(Work instructions):
[A] Answer these from the text on Insurance Code article 3.51-9 that follows, and please mark each answer with its matching numeral:
(i) What membership limit applied to the self-funded or self-insured plans excluded in 1985?
(ii) Which Legislature passed Acts 1985, chapter 805?
(iii) What does section 1 of article 3.51-9 give as one of the statute's purposes?
[B] Extend the text on Insurance Code article 3.51-9 below, starting after its final sentence.

(Given text):
● ● ● ●
See Ins. Code art. 3.51-9, § 2A.
2 Section 12 also amended article 3.51-9 to expressly exclude certain types of policies. Excluded in 1985 were various self-funded or self-insured plans or arrangements with 250 or less members, individual insurance and health maintenance organization policies, and health insurance policies only providing cash indemnity for confinement benefits, supplemental or limited benefit coverage, or coverage for specified diseases or accidents, or disability income coverage. See also Acts 1985, 69th Leg., ch. 805, § 1, at 2848 (also amending article 3.51-9 to affect changes indicated in text and this footnote). The current wording of article 3.51-9 excludes the same small, individual, or limited benefits policies. Ins. Code art. 3.51-9, § 2A.
3 Section 1 of article 3.51-9 states that one of the purposes of the statute is to provide consumers with benefits for the treatment of chemical dependency in group health insurance policies or contracts. That section also provides that such benefits are to be provided consumers of group health coverage provided by health maintenance organizations and certain self-funded or self-insured plans.
● ● ● ●
(Data provided):
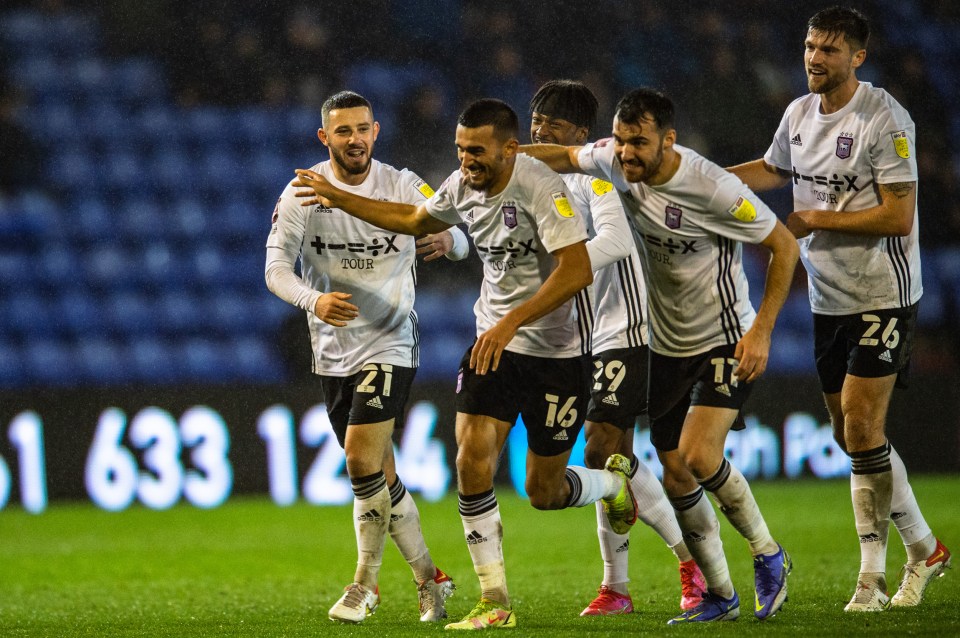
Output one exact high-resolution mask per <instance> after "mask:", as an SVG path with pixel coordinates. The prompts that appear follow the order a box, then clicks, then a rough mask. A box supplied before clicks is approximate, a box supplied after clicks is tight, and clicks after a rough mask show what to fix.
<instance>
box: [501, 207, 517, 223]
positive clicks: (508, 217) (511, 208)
mask: <svg viewBox="0 0 960 638" xmlns="http://www.w3.org/2000/svg"><path fill="white" fill-rule="evenodd" d="M500 210H502V211H503V225H504V226H506V227H507V228H516V227H517V207H516V206H503V207H502V208H501V209H500Z"/></svg>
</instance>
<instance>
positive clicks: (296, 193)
mask: <svg viewBox="0 0 960 638" xmlns="http://www.w3.org/2000/svg"><path fill="white" fill-rule="evenodd" d="M296 173H297V179H296V180H294V181H293V186H298V187H302V188H303V190H299V191H297V192H296V193H295V195H296V196H297V197H300V198H302V200H303V201H301V202H300V204H301V206H313V205H316V204H323V205H325V206H329V207H330V208H339V209H340V210H342V211H343V212H345V213H347V214H349V215H353V216H354V217H356V218H358V219H362V220H363V221H365V222H367V223H369V224H373V225H374V226H378V227H380V228H383V229H384V230H389V231H393V232H395V233H402V234H404V235H422V234H424V233H439V232H440V231H443V230H446V229H447V228H450V224H447V223H445V222H442V221H440V220H439V219H437V218H436V217H434V216H433V215H431V214H430V213H428V212H427V210H426V208H425V207H424V206H422V205H419V206H414V205H412V204H402V203H399V202H382V201H378V200H375V199H369V198H367V197H361V196H360V195H355V194H353V193H348V192H347V191H345V190H342V189H340V188H337V187H336V186H334V185H333V184H331V183H330V182H329V181H328V180H327V179H326V178H325V177H323V176H322V175H320V174H319V173H315V172H313V171H311V170H308V169H299V168H298V169H297V171H296Z"/></svg>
● ● ● ●
(Results for the exercise):
[A]
(i) 250 or less members.
(ii) The 69th Legislature.
(iii) To provide consumers with benefits for the treatment of chemical dependency in group health insurance policies or contracts.

[B]
4 To facilitate the transition to expanded coverage, section 2 of Senate Bill 911 delayed the effective date of the 1989 amendments to January 1, 1990. In particular, section 2 provided that the amendments applied only to policies, contracts, or other arrangements within the scope of the article that were "delivered or issued for delivery or renewed in this state on or after January 1, 1990, or subject to collective bargaining agreements . . . entered into or renegotiated on or after January 1, 1990." Acts 1989, 71st Leg., ch. 1097, § 2, at 4512; see also id. § 3(b) (for certain exceptions regarding current litigation).
5 Since we have not in the past addressed the relationship of article 3.51-9 and the federal laws governing self-funded and self-insured health care plans such as the federal Employee Retirement Income Security Act of 1974, we decline to address that relationship in this opinion given the focus of your questions. See generally FMC Corp. v. Holliday, 59 USLW 4009 (U.S. Nov. 27, 1990) (No. 89-1048); Metropolitan Life Ins. Co. v. Massachusettes, 471 U.S. 724 (1985) (concluding state law not preempted by ERISA with regard to insured plans, but not deciding issue with regard to plans that self-fund or self-insure against risks).